Quote all of the data below verbatim, leaving out the pictures.

=== DATASET RECORDS ===

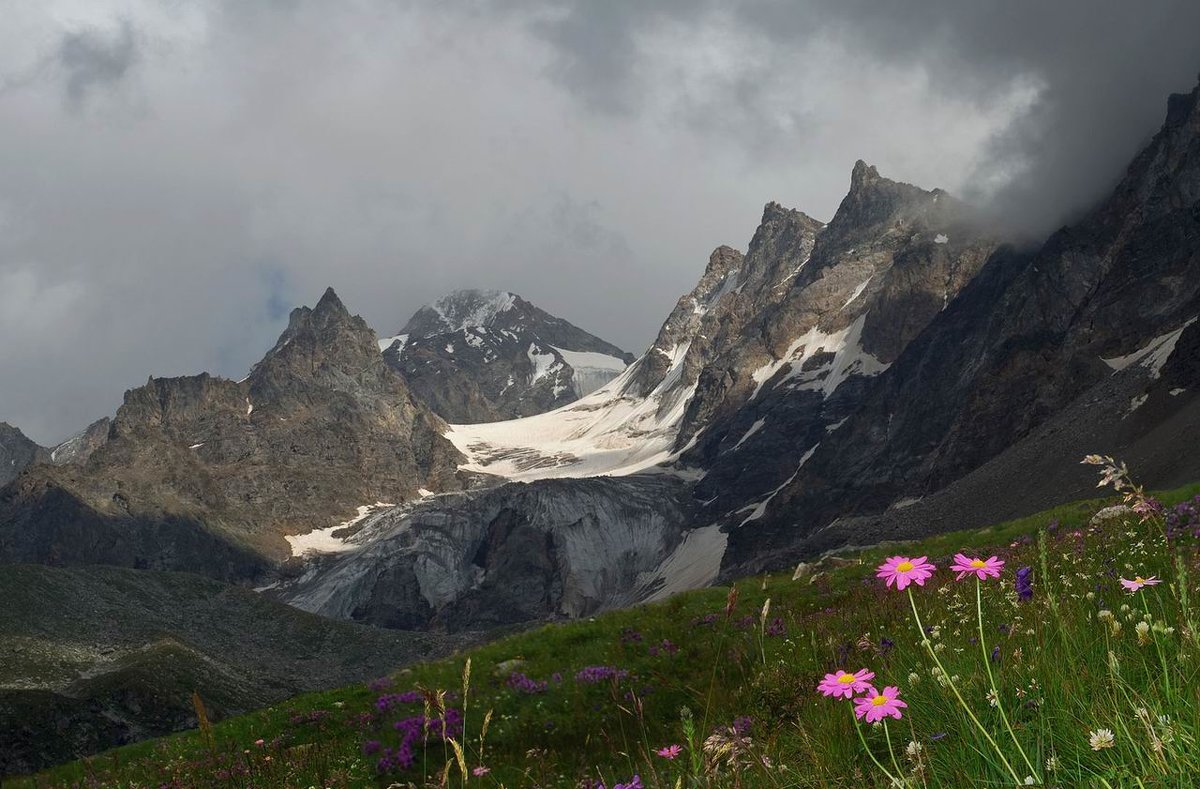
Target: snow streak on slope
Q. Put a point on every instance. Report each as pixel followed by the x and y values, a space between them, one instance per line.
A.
pixel 592 369
pixel 607 433
pixel 322 541
pixel 849 360
pixel 1153 355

===

## [THE ANSWER]
Target: snow streak on slope
Q. Put a point on every instance. Report each as pixel followed by the x and y values, a space between them, one instance per line.
A.
pixel 592 369
pixel 607 433
pixel 322 541
pixel 849 360
pixel 1153 355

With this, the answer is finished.